DATA: Begin
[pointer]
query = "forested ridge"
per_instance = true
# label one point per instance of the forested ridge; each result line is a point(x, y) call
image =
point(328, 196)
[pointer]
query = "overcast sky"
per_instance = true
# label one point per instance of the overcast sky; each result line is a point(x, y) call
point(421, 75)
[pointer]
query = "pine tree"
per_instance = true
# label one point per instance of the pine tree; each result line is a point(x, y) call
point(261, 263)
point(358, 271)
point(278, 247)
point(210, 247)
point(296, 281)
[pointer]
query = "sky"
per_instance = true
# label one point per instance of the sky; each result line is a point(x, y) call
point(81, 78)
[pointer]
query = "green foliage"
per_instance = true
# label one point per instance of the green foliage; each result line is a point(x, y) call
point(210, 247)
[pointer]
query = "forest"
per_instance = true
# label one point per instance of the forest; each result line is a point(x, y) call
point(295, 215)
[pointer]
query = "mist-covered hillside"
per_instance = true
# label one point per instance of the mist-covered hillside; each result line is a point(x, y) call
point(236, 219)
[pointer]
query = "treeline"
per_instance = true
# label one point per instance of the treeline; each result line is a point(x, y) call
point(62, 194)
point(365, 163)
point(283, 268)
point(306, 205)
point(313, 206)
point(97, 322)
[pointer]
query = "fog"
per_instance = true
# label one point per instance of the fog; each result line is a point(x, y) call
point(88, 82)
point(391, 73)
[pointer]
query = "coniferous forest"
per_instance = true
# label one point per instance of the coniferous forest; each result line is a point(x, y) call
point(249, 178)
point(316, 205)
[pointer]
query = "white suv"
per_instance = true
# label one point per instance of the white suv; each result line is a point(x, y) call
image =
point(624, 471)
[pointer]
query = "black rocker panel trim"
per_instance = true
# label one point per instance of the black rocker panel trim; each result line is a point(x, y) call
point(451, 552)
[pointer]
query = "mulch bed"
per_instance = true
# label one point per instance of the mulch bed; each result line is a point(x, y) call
DATA: End
**WHAT IS NEEDED**
If a line in the entries above has the word "ridge", copy it.

**RESULT OF THIS EXERCISE**
query = "forested ridge"
# label one point per instance of the forested ridge; each result line is a point(x, y) call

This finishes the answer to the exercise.